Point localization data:
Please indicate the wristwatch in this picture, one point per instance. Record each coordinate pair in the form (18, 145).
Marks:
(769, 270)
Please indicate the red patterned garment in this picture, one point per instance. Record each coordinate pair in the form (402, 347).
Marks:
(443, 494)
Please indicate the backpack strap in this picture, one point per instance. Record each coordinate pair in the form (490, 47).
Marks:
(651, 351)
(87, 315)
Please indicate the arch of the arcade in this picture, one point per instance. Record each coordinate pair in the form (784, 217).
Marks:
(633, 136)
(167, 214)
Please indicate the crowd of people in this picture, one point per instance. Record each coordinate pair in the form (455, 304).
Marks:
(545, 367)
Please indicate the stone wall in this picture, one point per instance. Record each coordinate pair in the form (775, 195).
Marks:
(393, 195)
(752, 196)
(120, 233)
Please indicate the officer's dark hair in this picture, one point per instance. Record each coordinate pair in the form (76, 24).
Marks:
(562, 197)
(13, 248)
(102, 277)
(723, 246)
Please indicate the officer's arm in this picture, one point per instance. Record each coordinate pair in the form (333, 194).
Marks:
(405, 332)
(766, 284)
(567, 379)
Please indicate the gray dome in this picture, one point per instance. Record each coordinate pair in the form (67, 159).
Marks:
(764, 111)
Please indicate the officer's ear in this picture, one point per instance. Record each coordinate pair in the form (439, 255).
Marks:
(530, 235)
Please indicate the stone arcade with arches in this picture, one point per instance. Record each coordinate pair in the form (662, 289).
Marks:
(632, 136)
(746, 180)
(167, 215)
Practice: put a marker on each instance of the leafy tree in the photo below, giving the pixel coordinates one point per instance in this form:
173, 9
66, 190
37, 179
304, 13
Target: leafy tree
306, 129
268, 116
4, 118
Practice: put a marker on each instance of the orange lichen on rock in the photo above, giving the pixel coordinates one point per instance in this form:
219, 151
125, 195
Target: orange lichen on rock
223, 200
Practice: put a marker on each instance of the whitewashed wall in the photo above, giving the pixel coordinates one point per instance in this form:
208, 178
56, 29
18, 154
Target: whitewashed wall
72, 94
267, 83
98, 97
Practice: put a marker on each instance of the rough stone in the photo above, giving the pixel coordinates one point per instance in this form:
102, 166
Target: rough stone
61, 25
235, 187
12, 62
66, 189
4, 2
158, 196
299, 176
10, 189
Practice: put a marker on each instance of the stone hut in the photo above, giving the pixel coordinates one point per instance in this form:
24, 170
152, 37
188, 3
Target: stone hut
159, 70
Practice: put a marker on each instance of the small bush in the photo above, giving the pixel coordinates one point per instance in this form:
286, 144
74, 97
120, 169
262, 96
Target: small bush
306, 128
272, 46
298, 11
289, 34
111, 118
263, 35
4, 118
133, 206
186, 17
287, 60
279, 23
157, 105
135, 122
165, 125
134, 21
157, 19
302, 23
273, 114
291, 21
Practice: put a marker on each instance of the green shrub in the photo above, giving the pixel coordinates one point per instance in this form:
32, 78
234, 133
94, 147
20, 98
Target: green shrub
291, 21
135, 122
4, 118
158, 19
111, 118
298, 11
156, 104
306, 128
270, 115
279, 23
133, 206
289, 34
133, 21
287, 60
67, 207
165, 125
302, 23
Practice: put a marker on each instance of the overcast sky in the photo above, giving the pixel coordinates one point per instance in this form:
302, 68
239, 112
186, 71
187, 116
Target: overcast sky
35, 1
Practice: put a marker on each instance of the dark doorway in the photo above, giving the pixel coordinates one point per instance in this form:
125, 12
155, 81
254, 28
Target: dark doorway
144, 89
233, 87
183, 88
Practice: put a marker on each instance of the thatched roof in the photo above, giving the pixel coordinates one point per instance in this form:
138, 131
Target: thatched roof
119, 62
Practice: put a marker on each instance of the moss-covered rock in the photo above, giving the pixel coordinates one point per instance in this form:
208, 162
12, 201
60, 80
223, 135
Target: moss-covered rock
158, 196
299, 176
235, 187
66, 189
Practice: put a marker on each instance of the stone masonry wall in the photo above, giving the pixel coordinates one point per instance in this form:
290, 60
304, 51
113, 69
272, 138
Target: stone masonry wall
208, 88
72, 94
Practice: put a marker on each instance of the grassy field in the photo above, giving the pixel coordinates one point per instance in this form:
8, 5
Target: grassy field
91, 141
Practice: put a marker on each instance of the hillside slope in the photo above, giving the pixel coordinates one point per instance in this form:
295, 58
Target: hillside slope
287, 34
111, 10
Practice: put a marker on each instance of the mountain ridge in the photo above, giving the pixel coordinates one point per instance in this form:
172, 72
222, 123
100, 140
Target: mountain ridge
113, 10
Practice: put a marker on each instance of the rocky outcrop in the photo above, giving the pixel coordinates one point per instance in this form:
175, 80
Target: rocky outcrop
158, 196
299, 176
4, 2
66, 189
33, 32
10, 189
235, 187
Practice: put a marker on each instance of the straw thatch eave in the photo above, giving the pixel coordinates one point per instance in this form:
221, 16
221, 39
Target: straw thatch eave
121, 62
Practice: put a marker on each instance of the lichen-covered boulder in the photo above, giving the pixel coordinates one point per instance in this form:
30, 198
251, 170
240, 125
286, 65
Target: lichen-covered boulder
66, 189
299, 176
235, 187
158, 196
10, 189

> Instructions to follow
Repeat the records verbatim, every one of them.

> Completed exercise
Please indicate the wristwatch in this picture, one point per instance. Record each coordinate pair in the form (18, 145).
Marks:
(769, 270)
Please indicate the red patterned garment in this picture, one point per instance. Record each coordinate pair in the form (402, 347).
Marks:
(443, 494)
Please indicate the backpack strap in this picture, one point per instance. Record each coordinate pair in the form (490, 47).
Marks:
(651, 351)
(87, 315)
Please indicate the arch of the arcade in this picture, one point per instance. Record each coordinate pair in the form (784, 217).
Marks:
(633, 136)
(167, 214)
Please indicate the crowd of people in this picture, one point per instance. Record each coordinate pair in the form (455, 304).
Marks:
(545, 367)
Please indicate the stone wall in this picture, one point per instance. Record each coordinate pair in the form (775, 195).
Marks:
(393, 195)
(752, 196)
(120, 233)
Please indicate the officer's dark hair in this picture, one point per instance. Record each coordinate pair in the form (76, 24).
Marks:
(562, 197)
(13, 248)
(102, 277)
(723, 246)
Please indicate the officer's arm in this picture, one point per instance. Record each coordinate pair in the form (333, 194).
Marks:
(405, 332)
(766, 284)
(567, 379)
Please indicate the gray dome in this picture, one point per instance. Record each coordinate pair in the form (67, 159).
Marks:
(764, 111)
Please indicate the officer's ear in this picture, one point per instance. Record each coordinate pair in the form (439, 255).
Marks:
(530, 235)
Please indicate the stone arcade with arches in this picture, one point per instance. Record each coordinate pair in the form (662, 289).
Marks:
(632, 136)
(746, 180)
(167, 215)
Practice: put a marker on each instance of the leafy tree in the photo below, giving the pixel coordinates one point per instance in this form:
173, 9
66, 190
37, 179
304, 13
Target: leafy tree
306, 129
268, 116
4, 118
Practice: put a marker on each instance of the orange lichen on rock in the photo above, giving the pixel coordinates one point per instance in this form:
219, 151
125, 195
Target: orange lichen on rock
223, 200
Practice: put a marker on each instance of the whitewashed wall in the photo above, giving the pixel coordinates one point per instance in this form:
208, 178
56, 29
18, 154
Target: whitewashed wall
72, 94
267, 83
98, 97
Practice: put a marker on each instance of the rough stone in the photo above, giving the pixel coordinates one point per instance in this form:
102, 166
Target: rough stone
61, 25
235, 187
12, 62
66, 189
4, 2
158, 196
299, 176
10, 189
Practice: put a marker on each instance of the stone hut in the photo above, giving the pixel coordinates one point per instance in this form:
24, 170
152, 37
188, 3
Target: stone hut
159, 70
Practice: put a marker on each instance of the small bush in the photo above, giving the pixel coordinates one point per instance in this form:
286, 144
74, 97
120, 169
262, 96
Target: small bush
306, 128
272, 46
298, 11
289, 34
111, 118
263, 35
4, 118
133, 206
186, 17
287, 60
279, 23
157, 105
135, 122
165, 125
134, 21
157, 19
302, 23
273, 114
291, 21
Practice: put a marker on each instance of the green shrub in the photo above, giving the pixel coordinates one point per instance in this form:
32, 78
234, 133
94, 147
20, 98
Target: green shrub
291, 21
135, 122
4, 118
158, 19
111, 118
298, 11
156, 104
306, 128
270, 115
279, 23
133, 206
289, 34
133, 21
287, 60
67, 207
165, 125
302, 23
Practice: put a marker on each instance of the overcast sky in the photo above, giving the pixel coordinates one point per instance in this form:
302, 68
239, 112
186, 71
187, 116
Target: overcast sky
35, 1
Practice: put a marker on each instance of the dark doorway in the photo above, giving the pixel coordinates one point per instance in this form:
125, 12
155, 81
254, 28
Target: dark doorway
144, 89
233, 87
183, 88
Practice: put a marker on each instance of the thatched roof in the photo above, giving the pixel coordinates one point per instance in this form:
138, 131
Target: thatched roof
119, 62
Practice: put a marker on each instance of the moss-covered rock in the photo above, giving the pixel coordinates one point per instance in this form:
208, 162
12, 201
60, 80
223, 135
Target: moss-covered rock
158, 196
299, 176
235, 187
66, 189
Practice: put a marker on each instance of the stone masonry wall in the photo above, giving the pixel coordinates one point per instance in this form:
290, 60
304, 51
113, 69
272, 138
Target: stone masonry wall
208, 88
72, 94
Practice: put a marker on each instance of the grassy field in the photo above, giving the pixel coordinates one point per instance in this form:
8, 5
Target: grassy field
91, 141
Practice: put a marker on each instance of the hillside slope in the photo above, giving the pixel coordinates one point per instance in this form:
295, 58
Target: hillside slope
287, 34
111, 10
Practice: put a marker on each instance of the mountain ridge in the photo above, giving the pixel coordinates one point per instance in this form:
172, 72
222, 123
100, 140
Target: mountain ridge
113, 10
Practice: put a marker on each instance of the rocky outcrop in the photo above, giving the pixel coordinates one point per instance in this form:
175, 80
Target: rocky outcrop
158, 196
299, 176
4, 2
66, 189
33, 32
10, 189
235, 187
Practice: put a marker on each instance of the straw thatch eave in the photo above, giving the pixel coordinates one point per instance in this form:
221, 16
221, 39
Target: straw thatch eave
121, 62
Practice: put a marker on each instance of the lichen-covered boulder in the photo above, giving the pixel coordinates one point per instance in this form:
30, 198
251, 170
240, 125
286, 65
Target: lichen-covered boulder
66, 189
299, 176
235, 187
158, 196
10, 189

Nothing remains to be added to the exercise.